(Input data begins)

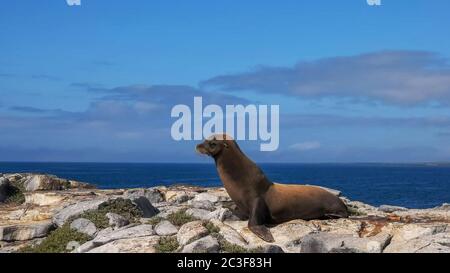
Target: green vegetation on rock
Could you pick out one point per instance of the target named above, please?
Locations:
(167, 244)
(154, 220)
(212, 229)
(226, 246)
(57, 241)
(123, 207)
(180, 217)
(15, 194)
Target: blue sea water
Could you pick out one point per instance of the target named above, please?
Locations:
(413, 186)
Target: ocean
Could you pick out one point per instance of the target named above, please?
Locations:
(408, 185)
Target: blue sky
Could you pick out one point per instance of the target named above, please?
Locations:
(96, 82)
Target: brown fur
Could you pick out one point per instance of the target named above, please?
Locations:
(261, 200)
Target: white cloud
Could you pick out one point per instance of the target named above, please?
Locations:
(406, 78)
(306, 146)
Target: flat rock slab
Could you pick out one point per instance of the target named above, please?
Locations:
(25, 232)
(165, 228)
(339, 243)
(105, 237)
(76, 209)
(145, 244)
(206, 244)
(191, 231)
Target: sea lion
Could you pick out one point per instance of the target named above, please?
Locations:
(262, 201)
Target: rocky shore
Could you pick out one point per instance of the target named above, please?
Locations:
(44, 213)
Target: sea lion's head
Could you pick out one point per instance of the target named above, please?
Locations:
(215, 145)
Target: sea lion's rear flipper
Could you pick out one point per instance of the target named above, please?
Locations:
(258, 217)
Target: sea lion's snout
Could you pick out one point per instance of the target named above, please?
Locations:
(200, 148)
(211, 147)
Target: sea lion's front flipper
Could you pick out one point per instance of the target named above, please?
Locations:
(258, 216)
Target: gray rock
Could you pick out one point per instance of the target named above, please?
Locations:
(205, 204)
(322, 242)
(177, 197)
(202, 214)
(414, 238)
(44, 182)
(123, 233)
(272, 249)
(84, 247)
(165, 228)
(4, 186)
(36, 182)
(199, 213)
(220, 214)
(389, 208)
(191, 231)
(75, 209)
(25, 232)
(72, 245)
(85, 226)
(144, 205)
(206, 244)
(152, 194)
(332, 191)
(204, 196)
(143, 244)
(116, 220)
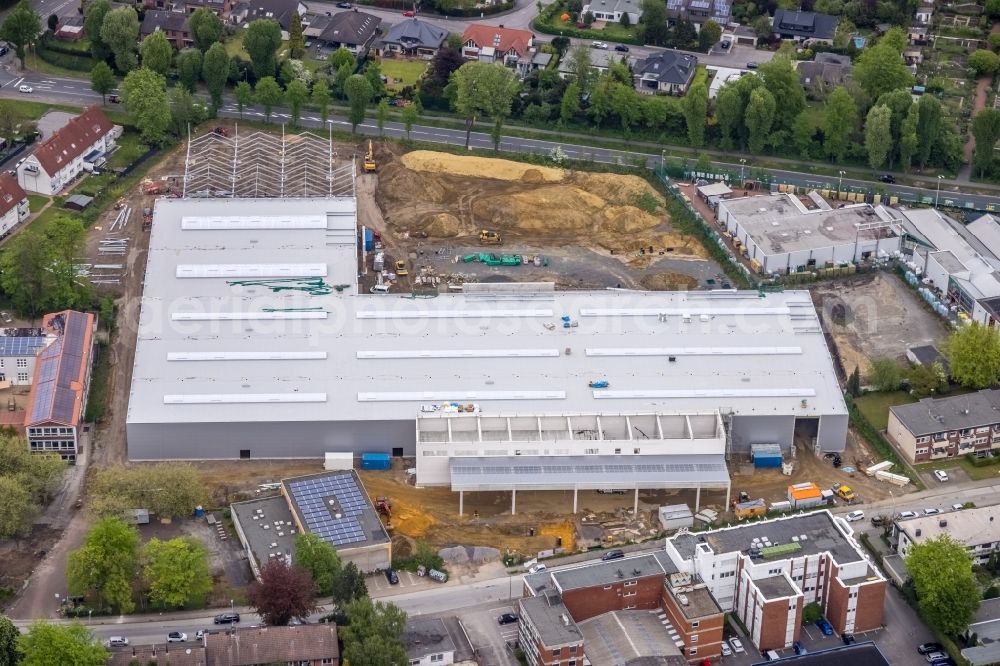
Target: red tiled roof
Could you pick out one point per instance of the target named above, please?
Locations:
(504, 39)
(72, 140)
(11, 193)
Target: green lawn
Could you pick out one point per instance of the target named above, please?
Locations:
(875, 406)
(402, 73)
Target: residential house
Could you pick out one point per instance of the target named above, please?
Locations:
(668, 72)
(612, 11)
(830, 69)
(78, 146)
(804, 27)
(414, 38)
(428, 642)
(173, 25)
(700, 11)
(355, 31)
(489, 43)
(61, 384)
(942, 428)
(13, 204)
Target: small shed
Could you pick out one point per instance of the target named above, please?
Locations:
(766, 455)
(676, 516)
(78, 202)
(713, 192)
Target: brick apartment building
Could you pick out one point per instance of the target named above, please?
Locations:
(942, 428)
(766, 572)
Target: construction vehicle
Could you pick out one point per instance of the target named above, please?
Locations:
(843, 492)
(490, 237)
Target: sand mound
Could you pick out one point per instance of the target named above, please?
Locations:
(443, 225)
(668, 282)
(479, 167)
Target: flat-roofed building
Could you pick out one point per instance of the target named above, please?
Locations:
(780, 234)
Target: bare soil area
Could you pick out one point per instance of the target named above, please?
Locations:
(875, 315)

(Input data ends)

What you need to do>
Copy out the lines of the data where the word "building" can be found.

Result of this task>
Target: brick apartment building
Target: flat-roofed building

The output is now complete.